On June 28, 2024, the 2nd Circuit Court heard oral arguments in the Hachette v. Internet Archive appeal. We invited Michelle Wu, retired law library director and professor at Georgetown Law, to give this response.
Last Friday, the U.S. Court of Appeals for the Second Circuit held oral arguments in Hachette v. Internet Archive. Below, I discuss three lines of questioning, as well as two repeated claims that misdirect substantive analysis of the issues in the case.
In response to these questions, both parties acknowledged that library lending would be legal even without Congress’ intervention but both pointed to relatively recent authorities as to why. I wish that there had been more time to dig deeper into this question, as library lending has existed for centuries, long before copyright laws existed. It was and would remain legal simply because, with or without legislation, it is a manifestation of the principles of the alienation of property: once someone legitimately acquires an object, that person may use or reuse it any way they wish. The principle of alienation has existed as long as humans have been alive, and it is considered a natural right, one that cannot be invalidated by government because without it, the productive interpersonal use of property (e.g., dissemination, sales) is impossible.
Why did this line of questioning matter?
Because the publishers rest much of their argument on the fact that, by statute, first sale applies only to physical objects, not to digital ones. And if the only authorization that libraries have to lend is that specific statute, then any lending not covered by it would be infringing. By having parties recognize that the rights protected by copyright are broader than those explicitly authorized in legislation, the court creates the opportunity to refocus the discussion onto the purpose of copyright laws. First sale need not apply for library use to meet copyright’s purpose.
This was an eye-opening line of questioning, mostly because it made apparent that something libraries had assumed was obvious might not be obvious to courts or copyright owners. Digitization of a print book makes it more accessible and efficient. It is the fact that the original is in an analog format – one that cannot be easily read by screen readers, conveyed to people in remote places or in isolation, accessed by users even after the physical library is closed, and so forth – that allows CDL to make an argument of transformativeness. In contrast, if a library took a born-digital book, made a copy, and lent that copy, any argument for transformativeness would fail. The digital copy in that case would be no more effective than the original.
Why did this line of questioning matter?
Other cases had previously acknowledged that wholesale copying or distribution could be transformative, but the district court below had refused to apply their reasoning to CDL, relying instead on the more common statement that a copy that substitutes for the original cannot be transformative. By asking these questions, then, the court signaled its openness to the idea that creating a substitution for the original is not the only test for transformativeness. Many transformative fair uses produce copies(e.g., home recording), and in those instances, substitution alone is always insufficient to assess transformativeness.
In a series of questions, the court showed its awareness of the history of copyright and the cases where market harm arguably made no difference to a case’s outcome like Sony Corp. It seemed willing to consider that the factor given the greatest weight by the district court was a red herring.
Why did this line of questioning matter?
It reasserted that market harm need not drive the outcome of cases. Every fair use can have a market impact, and even substantial market impact need not result in a finding of infringement. Consider the facts of Sony, a case about the legality of home recording and the devices that enabled recording. In that case, like in this one, publishers alleged that to find fair use would bring great market harm and the destruction of creative industries.

Object location annotation data
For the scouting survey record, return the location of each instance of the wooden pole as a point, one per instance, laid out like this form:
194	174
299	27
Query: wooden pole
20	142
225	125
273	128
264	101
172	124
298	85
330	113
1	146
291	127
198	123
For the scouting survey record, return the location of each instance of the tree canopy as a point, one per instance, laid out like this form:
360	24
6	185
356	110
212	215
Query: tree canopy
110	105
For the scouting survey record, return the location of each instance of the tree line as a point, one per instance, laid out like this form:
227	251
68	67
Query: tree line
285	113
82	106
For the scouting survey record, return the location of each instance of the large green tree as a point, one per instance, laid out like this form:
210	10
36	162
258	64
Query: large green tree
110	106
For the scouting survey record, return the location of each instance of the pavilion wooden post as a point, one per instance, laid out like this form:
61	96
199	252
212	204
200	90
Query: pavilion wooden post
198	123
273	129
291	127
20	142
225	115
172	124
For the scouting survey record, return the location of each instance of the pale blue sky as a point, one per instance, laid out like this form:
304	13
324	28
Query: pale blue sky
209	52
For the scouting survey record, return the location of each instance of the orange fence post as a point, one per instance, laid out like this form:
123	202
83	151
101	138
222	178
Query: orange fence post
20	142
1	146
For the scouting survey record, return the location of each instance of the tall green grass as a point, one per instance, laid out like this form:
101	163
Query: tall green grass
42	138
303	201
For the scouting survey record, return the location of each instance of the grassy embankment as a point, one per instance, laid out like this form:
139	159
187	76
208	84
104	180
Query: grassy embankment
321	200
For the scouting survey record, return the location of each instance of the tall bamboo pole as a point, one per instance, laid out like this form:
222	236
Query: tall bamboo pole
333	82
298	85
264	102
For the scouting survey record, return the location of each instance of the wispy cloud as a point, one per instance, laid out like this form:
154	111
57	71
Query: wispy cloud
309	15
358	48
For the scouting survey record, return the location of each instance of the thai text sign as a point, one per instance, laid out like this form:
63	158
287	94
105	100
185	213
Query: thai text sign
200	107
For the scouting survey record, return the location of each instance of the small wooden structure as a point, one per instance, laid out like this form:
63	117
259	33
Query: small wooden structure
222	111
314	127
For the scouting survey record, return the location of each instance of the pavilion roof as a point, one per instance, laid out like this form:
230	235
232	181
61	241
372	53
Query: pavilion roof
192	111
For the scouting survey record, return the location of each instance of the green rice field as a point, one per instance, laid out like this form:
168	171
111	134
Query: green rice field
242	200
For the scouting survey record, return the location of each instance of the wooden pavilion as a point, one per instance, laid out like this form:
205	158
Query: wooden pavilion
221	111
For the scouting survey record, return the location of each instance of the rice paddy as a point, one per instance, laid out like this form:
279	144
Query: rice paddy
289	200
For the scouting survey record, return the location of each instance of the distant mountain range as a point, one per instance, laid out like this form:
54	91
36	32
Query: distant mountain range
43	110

### What this exercise asks
- A) Translate this sentence from the Hachette commentary into Spanish: "Digitization of a print book makes it more accessible and efficient."
- B) Answer these from the Hachette commentary:
(i) Which court held oral arguments in Hachette v. Internet Archive?
(ii) By statute, first sale applies only to what kind of objects, according to the publishers' argument?
(iii) What was the Sony case about?
The records stand apart from the Hachette commentary and have no connection to it.

### Exercise results
- A) La digitalización de un libro impreso lo hace más accesible y eficiente.

- B)
(i) The U.S. Court of Appeals for the Second Circuit.
(ii) Physical objects, not digital ones.
(iii) The legality of home recording and the devices that enabled recording.